0

loading a bunch of documents using tm Corpus i need to specify encoding.

All documents are UTF-8 encoded. If openend via text editor content is ok but corpus contents is full of strange symbols (indicioâ., ‘sœs....) Source text is in spanish. ES_es

library(tm)
cname <- file.path("C:", "Users", "john", "Documents", "texts")
docs <- Corpus(DirSource(cname), encoding ="UTF-8")

> Error in Corpus(DirSource(cname), encoding = "UTF-8") : 
  unused argument (encoding = "UTF-8")

EDITED:

Getting str(documents[1]) from corpus I've noticed:

.. ..$ language : chr "en"

How can I specify, for instance "UTF-8", "Latin1" or any other encoding to avoid strange symbols?

__PROBLEM 1__. Give the lines of the listing as a numbered list, from its first line through the line with "[209,49,232,65]", leaving out any blank lines.

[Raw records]
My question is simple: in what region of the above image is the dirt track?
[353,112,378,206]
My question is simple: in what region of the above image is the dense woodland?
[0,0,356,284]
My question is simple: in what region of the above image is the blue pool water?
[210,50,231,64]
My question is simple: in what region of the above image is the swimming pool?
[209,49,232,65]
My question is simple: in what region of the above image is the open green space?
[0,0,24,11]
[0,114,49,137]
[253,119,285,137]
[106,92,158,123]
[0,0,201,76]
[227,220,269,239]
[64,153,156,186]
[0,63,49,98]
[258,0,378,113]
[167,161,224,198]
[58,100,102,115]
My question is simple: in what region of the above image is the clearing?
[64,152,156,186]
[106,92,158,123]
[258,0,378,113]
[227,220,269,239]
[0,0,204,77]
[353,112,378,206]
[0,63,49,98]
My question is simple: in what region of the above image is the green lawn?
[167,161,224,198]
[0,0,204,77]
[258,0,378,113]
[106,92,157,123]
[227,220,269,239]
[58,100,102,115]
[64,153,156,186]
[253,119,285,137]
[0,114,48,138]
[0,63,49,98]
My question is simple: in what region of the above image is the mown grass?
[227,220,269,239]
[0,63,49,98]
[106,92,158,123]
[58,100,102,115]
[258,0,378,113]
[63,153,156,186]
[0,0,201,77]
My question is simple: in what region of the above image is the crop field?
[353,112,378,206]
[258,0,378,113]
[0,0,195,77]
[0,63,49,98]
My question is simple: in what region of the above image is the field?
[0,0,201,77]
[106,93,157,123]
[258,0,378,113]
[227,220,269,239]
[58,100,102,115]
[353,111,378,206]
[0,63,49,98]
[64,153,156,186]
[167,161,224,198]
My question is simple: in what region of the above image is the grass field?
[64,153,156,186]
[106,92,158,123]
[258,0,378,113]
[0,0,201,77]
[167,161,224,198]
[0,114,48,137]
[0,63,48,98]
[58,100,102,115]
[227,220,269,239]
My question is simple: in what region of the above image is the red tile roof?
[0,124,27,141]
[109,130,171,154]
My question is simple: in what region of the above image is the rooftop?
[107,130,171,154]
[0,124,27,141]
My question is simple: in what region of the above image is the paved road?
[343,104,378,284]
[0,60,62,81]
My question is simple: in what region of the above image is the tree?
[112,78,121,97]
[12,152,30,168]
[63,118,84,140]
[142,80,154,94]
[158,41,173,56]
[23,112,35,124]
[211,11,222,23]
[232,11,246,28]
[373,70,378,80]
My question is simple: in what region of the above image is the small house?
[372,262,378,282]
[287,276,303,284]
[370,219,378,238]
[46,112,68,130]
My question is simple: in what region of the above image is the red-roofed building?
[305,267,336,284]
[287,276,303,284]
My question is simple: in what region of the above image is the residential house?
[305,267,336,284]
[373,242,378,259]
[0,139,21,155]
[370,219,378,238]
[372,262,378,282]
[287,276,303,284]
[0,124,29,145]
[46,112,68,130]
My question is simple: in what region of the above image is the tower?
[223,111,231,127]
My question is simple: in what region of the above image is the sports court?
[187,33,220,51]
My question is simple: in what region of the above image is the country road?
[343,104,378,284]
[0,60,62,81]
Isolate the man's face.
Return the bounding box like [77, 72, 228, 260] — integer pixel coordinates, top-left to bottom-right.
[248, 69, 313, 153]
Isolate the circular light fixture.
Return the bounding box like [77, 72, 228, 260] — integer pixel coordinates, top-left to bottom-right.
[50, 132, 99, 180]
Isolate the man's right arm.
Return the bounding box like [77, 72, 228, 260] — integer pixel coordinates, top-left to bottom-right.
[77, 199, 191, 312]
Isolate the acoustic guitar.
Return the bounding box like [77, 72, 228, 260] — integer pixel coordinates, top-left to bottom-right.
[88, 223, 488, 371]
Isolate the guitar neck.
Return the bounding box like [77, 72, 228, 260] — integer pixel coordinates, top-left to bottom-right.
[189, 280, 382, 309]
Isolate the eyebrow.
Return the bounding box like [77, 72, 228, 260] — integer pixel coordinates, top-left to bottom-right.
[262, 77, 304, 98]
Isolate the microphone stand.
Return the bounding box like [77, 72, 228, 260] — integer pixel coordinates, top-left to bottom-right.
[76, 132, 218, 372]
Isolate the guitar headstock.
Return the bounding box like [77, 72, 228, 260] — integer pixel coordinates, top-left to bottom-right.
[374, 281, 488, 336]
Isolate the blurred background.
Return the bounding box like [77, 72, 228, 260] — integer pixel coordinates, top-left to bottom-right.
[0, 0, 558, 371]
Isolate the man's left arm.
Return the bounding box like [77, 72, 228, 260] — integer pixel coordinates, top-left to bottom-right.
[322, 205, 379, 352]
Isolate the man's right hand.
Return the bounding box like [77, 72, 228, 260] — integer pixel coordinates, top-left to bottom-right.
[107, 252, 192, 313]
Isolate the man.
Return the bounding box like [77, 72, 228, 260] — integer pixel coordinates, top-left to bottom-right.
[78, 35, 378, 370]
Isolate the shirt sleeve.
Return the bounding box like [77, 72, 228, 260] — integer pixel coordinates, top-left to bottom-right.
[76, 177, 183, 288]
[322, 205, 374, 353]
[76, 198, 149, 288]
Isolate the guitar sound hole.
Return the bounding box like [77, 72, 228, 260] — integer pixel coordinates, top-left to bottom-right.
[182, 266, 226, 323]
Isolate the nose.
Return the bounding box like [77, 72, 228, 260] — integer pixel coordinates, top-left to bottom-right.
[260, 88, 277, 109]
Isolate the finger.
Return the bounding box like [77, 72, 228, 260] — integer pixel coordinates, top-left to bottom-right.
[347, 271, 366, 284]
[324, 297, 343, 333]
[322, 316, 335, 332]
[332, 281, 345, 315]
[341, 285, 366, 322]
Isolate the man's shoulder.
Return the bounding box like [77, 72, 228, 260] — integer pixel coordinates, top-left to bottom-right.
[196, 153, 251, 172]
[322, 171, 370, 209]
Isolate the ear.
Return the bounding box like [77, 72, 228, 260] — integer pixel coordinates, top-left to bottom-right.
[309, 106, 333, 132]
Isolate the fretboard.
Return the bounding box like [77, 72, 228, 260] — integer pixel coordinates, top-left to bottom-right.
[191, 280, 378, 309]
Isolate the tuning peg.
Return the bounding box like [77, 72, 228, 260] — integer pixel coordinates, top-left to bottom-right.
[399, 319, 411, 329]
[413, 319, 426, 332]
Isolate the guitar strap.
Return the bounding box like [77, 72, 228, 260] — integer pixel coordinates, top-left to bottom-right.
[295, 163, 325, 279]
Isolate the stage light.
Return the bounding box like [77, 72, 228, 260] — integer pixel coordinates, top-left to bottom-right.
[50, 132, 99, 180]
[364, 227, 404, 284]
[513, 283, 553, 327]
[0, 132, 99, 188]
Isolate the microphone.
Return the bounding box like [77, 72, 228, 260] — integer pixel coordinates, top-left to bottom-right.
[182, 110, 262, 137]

__PROBLEM 2__. For each statement, say yes or no to whether it agrees with the forum thread on tm corpus encoding, and quote the words that decide it: (a) The source text is in Spanish. (b) The documents are Latin1 encoded. (c) The str output shows the language as "es".

__WRITTEN REPLY 1__.
1. My question is simple: in what region of the above image is the dirt track?
2. [353,112,378,206]
3. My question is simple: in what region of the above image is the dense woodland?
4. [0,0,356,284]
5. My question is simple: in what region of the above image is the blue pool water?
6. [210,50,231,64]
7. My question is simple: in what region of the above image is the swimming pool?
8. [209,49,232,65]

__WRITTEN REPLY 2__.
(a) Yes: "Source text is in spanish."
(b) No: "All documents are UTF-8 encoded."
(c) No: ".. ..$ language : chr "en""